→ **Отрывок текста**:
☆ ☆ ☆ ☆ ☆ ☆ ☆

Мне почти хочется думать, что Вашим «Кафкой» за­молено святотатство нашего друга Эрнста.

Вальтер Беньямин
Вальтер Беньямин

Беньямин — Адорно (Сан-Ремо, 07.01.1935)

(…) Относительно Вас я предполагаю то же самое и при­ступаю теперь к ответу на Ваше большое письмо от 17 де­кабря. Делаю это не без колебаний — письмо Ваше столь весомо и столь глубоко ухватывает самую сердцевину дела, что я почти не имею надежды соответствовать ему в эпистолярной форме. Тем важнее для меня в первую очередь заверить Вас в той большой радости, которую вы­звало во мне Ваше столь живое участие в моих усилиях. Письмо Ваше я не просто прочел — я его изучил; оно требует самого пристального, фраза за фразой, обдумыва­ния. Поскольку Вы точнейшим образом распознали мои интенции, Ваши указания на недочеты имеют для меня огромную значимость. В первую очередь это касается замечаний, которые Вы сделали относительно недоста­точного преодоления архаического; а значит, самым пер­востепенным образом касается Ваших сомнений в вопро­се о вечности, эпохах и забвении. Кстати, я без всяких возражений признаю резонность Ваших возражений на­счет термина «опробование» и с благодарностью поста­раюсь воспользоваться Вашими чрезвычайно значитель­ными замечаниями относительно немого кино. Очень помогло мне и указание, столь настоятельно сделанное Вами по поводу «Исследований одной собаки». Как раз эта вещь — пожалуй, единственная — еще в ходе моей ра­боты над «Кафкой» неизменно оставалась для меня не­понятной, чуждой, и я знал — кажется, даже говорил об этом Фелицитас, — что это произведение еще должно вымолвить мне свое заветное слово. Теперь, благодаря Вашим замечаниям, эти ожидания сбылись.

☆ ☆ ☆ ☆ ☆ ☆ ☆

→ **Материал для упражнения**:
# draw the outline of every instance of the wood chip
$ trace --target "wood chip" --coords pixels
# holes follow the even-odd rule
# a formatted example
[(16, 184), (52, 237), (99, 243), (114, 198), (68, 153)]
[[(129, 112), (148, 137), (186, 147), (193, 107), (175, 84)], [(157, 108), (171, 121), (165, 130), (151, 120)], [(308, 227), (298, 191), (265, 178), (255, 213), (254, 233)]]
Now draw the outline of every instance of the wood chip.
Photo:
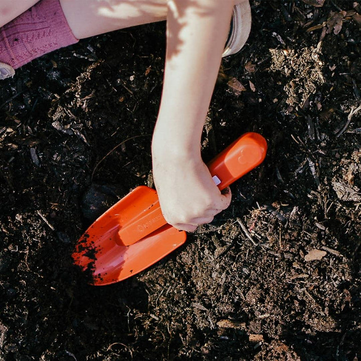
[(325, 246), (322, 246), (322, 247), (321, 247), (324, 251), (326, 251), (328, 252), (329, 252), (330, 253), (332, 253), (332, 254), (334, 255), (335, 256), (337, 256), (338, 257), (342, 257), (342, 255), (339, 252), (336, 251), (335, 250), (332, 249), (332, 248), (329, 248), (327, 247), (326, 247)]
[(263, 342), (263, 335), (259, 333), (250, 333), (249, 336), (250, 342)]
[(315, 8), (321, 8), (323, 6), (325, 0), (302, 0), (302, 1), (308, 5), (312, 5)]
[(202, 311), (208, 310), (204, 306), (201, 305), (200, 303), (198, 303), (198, 302), (195, 302), (192, 304), (192, 306), (193, 306), (195, 308), (198, 308), (198, 309), (202, 310)]
[(361, 201), (359, 189), (355, 186), (350, 187), (343, 181), (332, 182), (333, 190), (341, 201)]
[(35, 148), (30, 148), (30, 157), (32, 158), (33, 162), (37, 166), (40, 166), (40, 161), (39, 160), (38, 155), (37, 155), (36, 151)]
[(246, 329), (246, 322), (233, 320), (220, 320), (217, 322), (217, 326), (221, 328), (242, 328), (242, 329)]
[(343, 18), (345, 15), (345, 11), (340, 11), (339, 13), (331, 12), (327, 21), (327, 33), (330, 34), (333, 30), (333, 34), (337, 35), (341, 31)]
[(324, 251), (321, 251), (321, 250), (314, 248), (305, 256), (304, 259), (306, 262), (320, 260), (322, 259), (326, 254), (326, 253)]

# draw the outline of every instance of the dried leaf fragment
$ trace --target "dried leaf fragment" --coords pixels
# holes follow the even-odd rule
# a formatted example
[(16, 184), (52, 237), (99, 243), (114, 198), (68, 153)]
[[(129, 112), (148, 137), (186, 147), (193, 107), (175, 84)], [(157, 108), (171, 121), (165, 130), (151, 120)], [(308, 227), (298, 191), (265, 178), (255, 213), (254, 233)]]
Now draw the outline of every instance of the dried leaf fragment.
[(230, 79), (227, 84), (236, 95), (239, 95), (243, 91), (246, 91), (246, 88), (242, 85), (241, 82), (235, 78)]
[(305, 256), (304, 259), (306, 262), (314, 261), (315, 260), (322, 259), (326, 255), (326, 253), (324, 251), (314, 248), (312, 251)]
[(217, 326), (221, 328), (242, 328), (246, 329), (246, 322), (234, 320), (220, 320), (217, 322)]
[(250, 81), (249, 80), (249, 83), (250, 83), (250, 88), (251, 88), (251, 90), (253, 92), (256, 91), (256, 87), (254, 86), (254, 84)]

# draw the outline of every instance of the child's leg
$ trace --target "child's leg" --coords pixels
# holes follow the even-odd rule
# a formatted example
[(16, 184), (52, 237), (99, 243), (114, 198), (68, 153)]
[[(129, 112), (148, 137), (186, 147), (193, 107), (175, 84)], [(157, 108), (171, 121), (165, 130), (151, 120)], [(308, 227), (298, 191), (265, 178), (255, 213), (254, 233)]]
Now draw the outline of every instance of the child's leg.
[(0, 28), (31, 8), (39, 0), (0, 0)]
[(166, 0), (60, 0), (74, 36), (83, 39), (166, 18)]
[[(0, 28), (0, 63), (17, 69), (77, 41), (58, 0), (43, 0)], [(0, 79), (13, 75), (0, 66)]]
[(0, 28), (0, 79), (14, 75), (11, 67), (78, 39), (163, 20), (166, 15), (166, 0), (42, 0)]

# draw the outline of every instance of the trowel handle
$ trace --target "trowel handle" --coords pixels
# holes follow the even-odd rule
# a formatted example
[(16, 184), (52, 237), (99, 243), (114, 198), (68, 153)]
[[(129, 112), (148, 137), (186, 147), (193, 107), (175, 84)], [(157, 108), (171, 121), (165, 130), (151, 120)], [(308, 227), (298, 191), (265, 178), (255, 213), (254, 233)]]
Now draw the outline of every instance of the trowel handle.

☆ ☆ ☆ ☆ ☆ ☆ ☆

→ **Задание 1**: Изложите письмо Беньямина Адорно в двух предложениях.
→ **Задание 2**: Поменяйте «trowel handle» на «shovel handle» в листинге на участке от строки, содержащей «# draw the outline of every instance of the dried», до конца листинга включительно. Выведите только этот участок, ничего больше не меняя.
Текст и листинг взяты из разных источников.

→ **Ответ 1**: Беньямин не без колебаний приступает к ответу на большое письмо от 17 декабря и говорит о большой радости, которую вызвало в нем живое участие адресата в его усилиях. Он признает огромную значимость указаний на недочеты, особенно замечаний о недостаточном преодолении архаического, соглашается с возражениями насчет термина «опробование» и отмечает, что благодаря замечаниям об «Исследованиях одной собаки» это прежде непонятное ему произведение наконец открылось.

→ **Ответ 2**:
# draw the outline of every instance of the dried leaf fragment
$ trace --target "dried leaf fragment" --coords pixels
# holes follow the even-odd rule
# a formatted example
[(16, 184), (52, 237), (99, 243), (114, 198), (68, 153)]
[[(129, 112), (148, 137), (186, 147), (193, 107), (175, 84)], [(157, 108), (171, 121), (165, 130), (151, 120)], [(308, 227), (298, 191), (265, 178), (255, 213), (254, 233)]]
Now draw the outline of every instance of the dried leaf fragment.
[(230, 79), (227, 84), (236, 95), (239, 95), (243, 91), (246, 91), (246, 88), (242, 85), (241, 82), (235, 78)]
[(305, 256), (304, 259), (306, 262), (314, 261), (315, 260), (322, 259), (326, 255), (326, 253), (324, 251), (314, 248), (312, 251)]
[(217, 326), (221, 328), (242, 328), (246, 329), (246, 322), (234, 320), (220, 320), (217, 322)]
[(250, 81), (249, 80), (249, 83), (250, 83), (250, 88), (251, 88), (251, 90), (253, 92), (256, 91), (256, 87), (254, 86), (254, 84)]

# draw the outline of every instance of the child's leg
$ trace --target "child's leg" --coords pixels
# holes follow the even-odd rule
# a formatted example
[(16, 184), (52, 237), (99, 243), (114, 198), (68, 153)]
[[(129, 112), (148, 137), (186, 147), (193, 107), (175, 84)], [(157, 108), (171, 121), (165, 130), (151, 120)], [(308, 227), (298, 191), (265, 178), (255, 213), (254, 233)]]
Now draw the outline of every instance of the child's leg.
[(0, 28), (31, 8), (39, 0), (0, 0)]
[(166, 0), (60, 0), (74, 36), (83, 39), (166, 18)]
[[(0, 28), (0, 63), (17, 69), (77, 41), (58, 0), (43, 0)], [(0, 79), (13, 75), (0, 66)]]
[(0, 28), (0, 79), (14, 75), (11, 67), (78, 39), (163, 20), (166, 15), (166, 0), (42, 0)]

# draw the outline of every instance of the shovel handle
$ trace --target "shovel handle" --coords pixels
# holes follow the even-odd rule
# a formatted example
[(16, 184), (52, 237), (99, 243), (114, 198), (68, 153)]
[[(129, 112), (148, 137), (186, 147), (193, 107), (175, 84)], [(157, 108), (171, 121), (165, 130), (151, 120)], [(308, 227), (298, 191), (265, 178), (255, 213), (254, 233)]]
Now draw the outline of every instance of the shovel handle.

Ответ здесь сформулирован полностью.